* start *

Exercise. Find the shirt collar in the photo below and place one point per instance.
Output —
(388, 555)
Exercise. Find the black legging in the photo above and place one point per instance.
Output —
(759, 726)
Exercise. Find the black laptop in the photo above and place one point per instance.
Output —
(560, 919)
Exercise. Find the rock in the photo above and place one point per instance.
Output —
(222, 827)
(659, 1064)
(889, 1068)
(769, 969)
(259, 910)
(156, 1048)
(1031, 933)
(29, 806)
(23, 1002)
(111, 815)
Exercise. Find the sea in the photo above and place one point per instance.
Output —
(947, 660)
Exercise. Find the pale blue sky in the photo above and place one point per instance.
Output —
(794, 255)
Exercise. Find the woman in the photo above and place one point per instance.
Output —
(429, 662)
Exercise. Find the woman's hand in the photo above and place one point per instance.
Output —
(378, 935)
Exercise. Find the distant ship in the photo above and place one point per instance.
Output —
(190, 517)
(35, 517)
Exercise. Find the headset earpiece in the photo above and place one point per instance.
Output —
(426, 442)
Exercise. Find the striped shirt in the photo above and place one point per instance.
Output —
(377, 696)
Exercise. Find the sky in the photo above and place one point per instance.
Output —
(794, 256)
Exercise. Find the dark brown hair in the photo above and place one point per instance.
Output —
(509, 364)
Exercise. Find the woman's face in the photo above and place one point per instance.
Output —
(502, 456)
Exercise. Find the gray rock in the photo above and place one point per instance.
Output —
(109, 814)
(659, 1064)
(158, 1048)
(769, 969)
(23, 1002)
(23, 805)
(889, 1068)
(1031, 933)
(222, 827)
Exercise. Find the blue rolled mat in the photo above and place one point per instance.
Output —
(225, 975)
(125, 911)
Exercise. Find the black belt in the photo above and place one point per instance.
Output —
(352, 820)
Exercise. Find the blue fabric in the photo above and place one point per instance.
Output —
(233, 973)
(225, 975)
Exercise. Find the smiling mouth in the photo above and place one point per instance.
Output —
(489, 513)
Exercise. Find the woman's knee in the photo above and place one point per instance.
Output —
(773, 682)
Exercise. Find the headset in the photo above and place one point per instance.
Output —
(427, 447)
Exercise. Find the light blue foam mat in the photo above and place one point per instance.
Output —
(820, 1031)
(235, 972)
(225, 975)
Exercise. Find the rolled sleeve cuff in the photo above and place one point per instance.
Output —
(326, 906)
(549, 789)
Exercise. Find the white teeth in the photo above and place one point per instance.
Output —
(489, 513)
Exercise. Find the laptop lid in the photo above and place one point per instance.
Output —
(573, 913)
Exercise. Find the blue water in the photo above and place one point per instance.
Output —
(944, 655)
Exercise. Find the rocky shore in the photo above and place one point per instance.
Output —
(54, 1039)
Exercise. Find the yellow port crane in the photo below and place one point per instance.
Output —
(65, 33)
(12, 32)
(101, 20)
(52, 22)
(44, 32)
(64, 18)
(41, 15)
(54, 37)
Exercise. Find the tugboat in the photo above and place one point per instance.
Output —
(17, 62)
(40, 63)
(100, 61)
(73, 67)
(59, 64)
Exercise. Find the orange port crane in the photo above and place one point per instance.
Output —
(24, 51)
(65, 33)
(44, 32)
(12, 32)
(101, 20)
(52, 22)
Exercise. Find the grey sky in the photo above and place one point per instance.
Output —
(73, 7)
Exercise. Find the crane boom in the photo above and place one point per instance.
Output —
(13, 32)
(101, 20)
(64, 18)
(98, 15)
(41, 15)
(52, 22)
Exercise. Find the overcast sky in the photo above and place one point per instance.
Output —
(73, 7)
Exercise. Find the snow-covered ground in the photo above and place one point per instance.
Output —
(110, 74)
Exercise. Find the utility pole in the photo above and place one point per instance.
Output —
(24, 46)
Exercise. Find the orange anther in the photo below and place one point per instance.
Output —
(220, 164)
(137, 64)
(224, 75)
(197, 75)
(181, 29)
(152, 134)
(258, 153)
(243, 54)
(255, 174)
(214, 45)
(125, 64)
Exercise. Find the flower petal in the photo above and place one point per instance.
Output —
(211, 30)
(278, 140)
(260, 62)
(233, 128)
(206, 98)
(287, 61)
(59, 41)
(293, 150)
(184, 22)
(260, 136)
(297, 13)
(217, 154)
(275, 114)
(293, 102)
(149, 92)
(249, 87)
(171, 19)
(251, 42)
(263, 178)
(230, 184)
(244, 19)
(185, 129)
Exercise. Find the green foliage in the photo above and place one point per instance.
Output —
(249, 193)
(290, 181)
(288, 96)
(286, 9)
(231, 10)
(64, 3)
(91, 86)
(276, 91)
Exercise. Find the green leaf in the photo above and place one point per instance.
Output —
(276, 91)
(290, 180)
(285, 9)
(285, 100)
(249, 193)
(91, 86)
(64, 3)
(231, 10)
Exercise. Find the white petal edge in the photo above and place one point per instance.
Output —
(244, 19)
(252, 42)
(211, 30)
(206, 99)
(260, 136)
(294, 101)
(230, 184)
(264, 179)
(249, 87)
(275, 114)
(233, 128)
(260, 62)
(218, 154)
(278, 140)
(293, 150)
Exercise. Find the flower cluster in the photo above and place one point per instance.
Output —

* end *

> _Written task_
Reproduce all of the entries above verbatim, line for line.

> _Exercise response_
Exercise. Find the shirt collar in the photo below and place one point per instance.
Output —
(388, 555)
Exercise. Find the black legging in the photo above and place one point per instance.
Output —
(759, 726)
Exercise. Find the black laptop in the photo above and place one point per instance.
Output —
(560, 919)
Exercise. Find the rock in the photo above and place one point per instance.
Output —
(222, 827)
(659, 1064)
(889, 1068)
(769, 969)
(259, 910)
(156, 1048)
(1031, 933)
(29, 806)
(23, 1002)
(111, 815)
Exercise. Find the sea in the photo above and place one point per instance.
Output —
(947, 660)
Exercise. Find the pale blue sky in the photo above and place one point per instance.
Output —
(794, 255)
Exercise. Find the woman in the photo above and place one point per instance.
Output —
(429, 662)
Exercise. Find the woman's hand in the photo above and place one point per instance.
Output —
(378, 935)
Exercise. Find the distant ship in the photo above and place one point per instance.
Output —
(190, 517)
(35, 517)
Exercise. Find the headset earpiece in the photo above and place one point per instance.
Output —
(426, 442)
Exercise. Find the striped shirt in the photo above and place one point per instance.
Output —
(377, 696)
Exercise. Find the sky in the photo above and place one point per instance.
Output —
(794, 256)
Exercise. Find the dark brown hair in the photo above and place one point per instance.
Output —
(509, 364)
Exercise. Find the woman's face in the photo above and place one point per instance.
Output —
(502, 456)
Exercise. Find the gray rock in the photo above and place one point per instance.
Output —
(109, 814)
(659, 1064)
(158, 1048)
(769, 969)
(23, 1002)
(23, 805)
(889, 1068)
(1031, 933)
(222, 827)
Exercise. Find the blue rolled mat in the photo above and place one point per instance.
Output —
(225, 975)
(125, 911)
Exercise. Find the black belt in the photo above and place one point per instance.
Output —
(352, 820)
Exercise. Find the blue fabric in the photo above and place one point per instance.
Output —
(233, 973)
(225, 975)
Exercise. Find the smiling mouth in the photo above and place one point per instance.
Output —
(489, 513)
Exercise. Find the woman's knee in the photo above and place one point per instance.
Output —
(773, 682)
Exercise. Find the headset in the photo above and place one point per instance.
Output —
(427, 447)
Exercise. Find the light blue foam mat in the photo above and place one point per instance.
Output —
(820, 1031)
(235, 972)
(225, 975)
Exercise. Find the rolled sleeve cuff in the photo above and place one point per instance.
Output —
(326, 906)
(549, 789)
Exercise. Find the white teeth in the photo above and place one point per instance.
Output —
(489, 513)
Exercise. Find the laptop lid in the photo above and place one point per instance.
Output —
(573, 913)
Exercise. Find the blue water in the photo above and place one point per instance.
Output —
(944, 655)
Exercise. Find the rocky shore in the photo above and place one point per instance.
Output —
(54, 1039)
Exercise. Find the yellow port crane in the photo below and place one point per instance.
Output —
(65, 33)
(12, 32)
(101, 20)
(52, 22)
(44, 32)
(64, 18)
(41, 15)
(54, 37)
Exercise. Find the tugboat in the photo above and place one point per instance.
Output —
(17, 62)
(40, 63)
(100, 61)
(73, 67)
(59, 64)
Exercise. Find the orange port crane in the photo above and place one point per instance.
Output —
(24, 51)
(65, 33)
(44, 32)
(12, 32)
(101, 20)
(52, 22)
Exercise. Find the grey sky in the photo above and place one point per instance.
Output —
(73, 7)
Exercise. Find the crane boom in the photo above and place one point per instance.
Output —
(13, 32)
(101, 20)
(64, 18)
(98, 15)
(41, 15)
(52, 22)
Exercise. Find the overcast sky in the photo above and place one point per instance.
Output —
(73, 7)
Exercise. Find the snow-covered ground in the photo above and place one point per instance.
Output —
(110, 74)
Exercise. Find the utility pole in the photo above and place one point per instance.
Output —
(24, 46)
Exercise. Find the orange anther in the photo below and place one point per instance.
Output —
(220, 164)
(137, 64)
(224, 75)
(197, 75)
(181, 29)
(152, 134)
(258, 153)
(243, 54)
(255, 174)
(214, 45)
(125, 64)
Exercise. Find the flower petal in the photo above and place one point per instance.
Output —
(211, 30)
(278, 140)
(260, 62)
(233, 128)
(206, 98)
(287, 61)
(59, 41)
(293, 150)
(184, 22)
(260, 136)
(297, 13)
(217, 154)
(275, 114)
(293, 102)
(149, 92)
(249, 87)
(171, 19)
(251, 42)
(263, 178)
(230, 184)
(244, 19)
(185, 129)
Exercise. Find the green foliage in the photo above and place one point per instance.
Output —
(249, 193)
(290, 181)
(288, 96)
(286, 9)
(231, 10)
(64, 3)
(91, 86)
(276, 91)
Exercise. Find the green leaf in the photo above and place one point per instance.
Output —
(276, 91)
(290, 180)
(285, 9)
(285, 100)
(249, 193)
(91, 86)
(64, 3)
(231, 10)
Exercise. Find the white petal edge in the photo above and place one point per instance.
Output —
(244, 19)
(252, 42)
(211, 30)
(206, 99)
(260, 136)
(294, 101)
(230, 184)
(264, 179)
(249, 87)
(275, 114)
(233, 128)
(260, 62)
(218, 154)
(278, 140)
(293, 150)
Exercise. Find the flower cluster in the photo above and place one point per instance.
Output —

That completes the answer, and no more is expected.